### [SET EXERCISE]
Extract every line in the data below that contains the string "conditioning", copying each line in full.

START DATA FOR THIS EXERCISE

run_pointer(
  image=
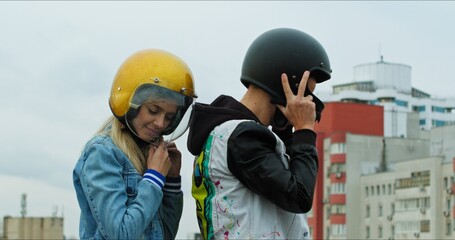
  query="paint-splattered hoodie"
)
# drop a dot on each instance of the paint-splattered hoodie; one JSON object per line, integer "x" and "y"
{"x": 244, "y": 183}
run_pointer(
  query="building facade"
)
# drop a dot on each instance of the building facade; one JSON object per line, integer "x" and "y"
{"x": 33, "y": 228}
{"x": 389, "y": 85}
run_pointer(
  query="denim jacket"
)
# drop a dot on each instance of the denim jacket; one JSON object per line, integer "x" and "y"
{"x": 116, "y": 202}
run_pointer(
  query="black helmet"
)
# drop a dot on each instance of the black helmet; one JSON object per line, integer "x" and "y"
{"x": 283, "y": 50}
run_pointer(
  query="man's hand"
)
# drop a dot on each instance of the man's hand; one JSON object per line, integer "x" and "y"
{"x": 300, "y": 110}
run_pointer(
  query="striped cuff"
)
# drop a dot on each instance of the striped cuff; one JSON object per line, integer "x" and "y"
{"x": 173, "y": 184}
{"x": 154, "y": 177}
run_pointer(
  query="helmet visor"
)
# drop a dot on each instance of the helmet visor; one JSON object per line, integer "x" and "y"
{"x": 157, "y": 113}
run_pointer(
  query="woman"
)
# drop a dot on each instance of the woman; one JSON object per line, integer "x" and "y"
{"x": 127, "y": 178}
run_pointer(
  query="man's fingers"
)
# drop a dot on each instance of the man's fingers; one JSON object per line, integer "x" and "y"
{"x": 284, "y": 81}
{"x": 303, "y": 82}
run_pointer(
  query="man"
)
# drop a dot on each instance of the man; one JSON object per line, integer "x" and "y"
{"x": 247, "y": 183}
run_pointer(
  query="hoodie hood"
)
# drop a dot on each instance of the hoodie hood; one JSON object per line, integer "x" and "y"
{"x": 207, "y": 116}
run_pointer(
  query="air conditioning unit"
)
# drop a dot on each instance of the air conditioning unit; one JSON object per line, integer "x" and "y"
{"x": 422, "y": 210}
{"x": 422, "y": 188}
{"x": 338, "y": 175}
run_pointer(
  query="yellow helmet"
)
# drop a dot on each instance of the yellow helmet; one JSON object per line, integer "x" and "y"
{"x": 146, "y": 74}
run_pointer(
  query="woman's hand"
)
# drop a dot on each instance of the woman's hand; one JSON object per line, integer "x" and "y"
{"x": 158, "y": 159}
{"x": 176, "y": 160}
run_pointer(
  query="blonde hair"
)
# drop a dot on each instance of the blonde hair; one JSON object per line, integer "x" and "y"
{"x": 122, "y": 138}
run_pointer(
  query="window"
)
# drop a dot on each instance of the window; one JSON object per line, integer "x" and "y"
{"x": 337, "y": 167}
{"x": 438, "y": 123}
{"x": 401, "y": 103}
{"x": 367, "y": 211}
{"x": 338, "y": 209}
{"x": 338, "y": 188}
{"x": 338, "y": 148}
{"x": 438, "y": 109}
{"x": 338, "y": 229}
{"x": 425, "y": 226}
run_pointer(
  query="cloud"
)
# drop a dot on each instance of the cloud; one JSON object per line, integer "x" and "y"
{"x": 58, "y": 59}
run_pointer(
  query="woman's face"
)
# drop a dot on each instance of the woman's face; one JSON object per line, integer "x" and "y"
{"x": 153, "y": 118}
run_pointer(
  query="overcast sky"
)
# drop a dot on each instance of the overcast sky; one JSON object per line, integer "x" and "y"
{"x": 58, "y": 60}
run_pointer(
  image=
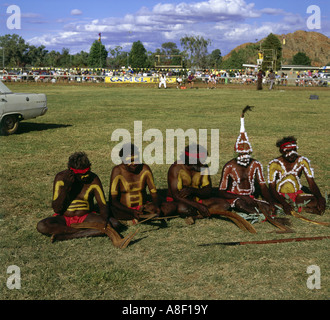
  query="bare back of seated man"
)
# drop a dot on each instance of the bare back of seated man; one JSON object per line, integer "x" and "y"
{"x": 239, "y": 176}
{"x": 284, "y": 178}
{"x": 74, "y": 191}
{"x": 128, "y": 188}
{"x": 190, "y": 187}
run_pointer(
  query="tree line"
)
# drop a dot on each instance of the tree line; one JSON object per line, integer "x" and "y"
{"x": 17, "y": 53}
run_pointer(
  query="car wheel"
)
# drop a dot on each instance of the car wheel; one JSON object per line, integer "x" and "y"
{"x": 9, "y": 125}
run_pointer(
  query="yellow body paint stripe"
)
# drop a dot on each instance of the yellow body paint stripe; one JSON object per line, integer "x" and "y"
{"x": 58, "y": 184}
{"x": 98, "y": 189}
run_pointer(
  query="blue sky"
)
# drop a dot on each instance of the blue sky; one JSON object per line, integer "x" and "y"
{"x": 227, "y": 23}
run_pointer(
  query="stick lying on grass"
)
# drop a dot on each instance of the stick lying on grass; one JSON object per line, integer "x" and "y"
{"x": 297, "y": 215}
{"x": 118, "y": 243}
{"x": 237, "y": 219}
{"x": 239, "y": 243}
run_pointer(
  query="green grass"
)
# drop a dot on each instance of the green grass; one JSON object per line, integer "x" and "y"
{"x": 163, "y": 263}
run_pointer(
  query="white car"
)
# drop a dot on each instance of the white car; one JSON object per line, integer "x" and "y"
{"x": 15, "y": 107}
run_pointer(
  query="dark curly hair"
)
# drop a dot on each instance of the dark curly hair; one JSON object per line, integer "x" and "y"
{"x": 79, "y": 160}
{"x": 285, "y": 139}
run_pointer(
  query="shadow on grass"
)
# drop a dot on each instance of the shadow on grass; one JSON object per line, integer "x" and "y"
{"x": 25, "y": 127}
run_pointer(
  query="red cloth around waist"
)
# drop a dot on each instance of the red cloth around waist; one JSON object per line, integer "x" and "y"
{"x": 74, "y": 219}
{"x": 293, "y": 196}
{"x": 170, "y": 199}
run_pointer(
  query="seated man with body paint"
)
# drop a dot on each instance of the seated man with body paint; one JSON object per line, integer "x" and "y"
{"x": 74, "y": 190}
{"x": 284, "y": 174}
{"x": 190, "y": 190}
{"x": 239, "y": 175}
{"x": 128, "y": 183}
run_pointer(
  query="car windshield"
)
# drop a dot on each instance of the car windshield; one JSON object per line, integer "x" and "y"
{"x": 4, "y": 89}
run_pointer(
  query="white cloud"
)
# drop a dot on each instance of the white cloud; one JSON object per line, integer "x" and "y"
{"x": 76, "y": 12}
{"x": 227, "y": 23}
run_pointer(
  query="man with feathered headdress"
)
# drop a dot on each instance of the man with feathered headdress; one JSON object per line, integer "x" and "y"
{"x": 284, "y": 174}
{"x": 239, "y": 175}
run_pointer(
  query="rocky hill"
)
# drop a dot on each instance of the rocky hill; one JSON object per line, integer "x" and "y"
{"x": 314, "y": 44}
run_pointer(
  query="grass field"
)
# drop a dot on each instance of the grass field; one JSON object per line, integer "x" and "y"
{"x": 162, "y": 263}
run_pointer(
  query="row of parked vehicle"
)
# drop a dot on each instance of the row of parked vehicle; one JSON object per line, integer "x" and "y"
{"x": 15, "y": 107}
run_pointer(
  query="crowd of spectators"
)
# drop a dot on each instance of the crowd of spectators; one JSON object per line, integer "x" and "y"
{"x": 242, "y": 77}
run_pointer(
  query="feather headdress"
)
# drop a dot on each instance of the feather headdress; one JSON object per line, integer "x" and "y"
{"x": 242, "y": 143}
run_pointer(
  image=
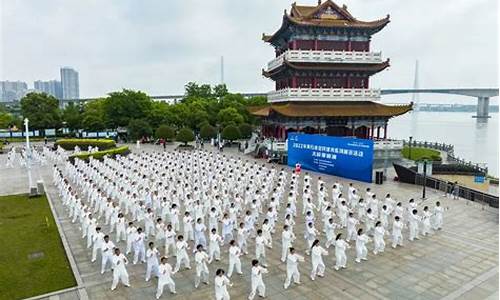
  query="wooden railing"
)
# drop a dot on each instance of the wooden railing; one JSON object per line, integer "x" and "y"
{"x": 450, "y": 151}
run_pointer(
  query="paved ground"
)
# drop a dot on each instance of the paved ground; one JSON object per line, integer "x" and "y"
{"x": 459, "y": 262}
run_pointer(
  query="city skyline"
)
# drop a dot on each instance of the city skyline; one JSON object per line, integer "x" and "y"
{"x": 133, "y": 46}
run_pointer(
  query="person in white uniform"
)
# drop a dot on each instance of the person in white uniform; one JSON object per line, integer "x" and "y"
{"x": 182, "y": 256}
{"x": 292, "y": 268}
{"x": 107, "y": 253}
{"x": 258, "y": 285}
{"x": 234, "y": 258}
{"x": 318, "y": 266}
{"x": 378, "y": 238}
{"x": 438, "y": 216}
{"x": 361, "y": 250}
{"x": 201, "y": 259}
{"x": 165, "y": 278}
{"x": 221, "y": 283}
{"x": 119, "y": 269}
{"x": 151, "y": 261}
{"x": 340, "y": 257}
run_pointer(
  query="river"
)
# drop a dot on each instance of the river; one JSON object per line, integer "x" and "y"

END DATA FOR THIS EXERCISE

### [SOLUTION FOR THIS EXERCISE]
  query="air conditioning unit"
# drop a dot on each instance of the air conditioning unit; one JSON object per line, integer "x" and "y"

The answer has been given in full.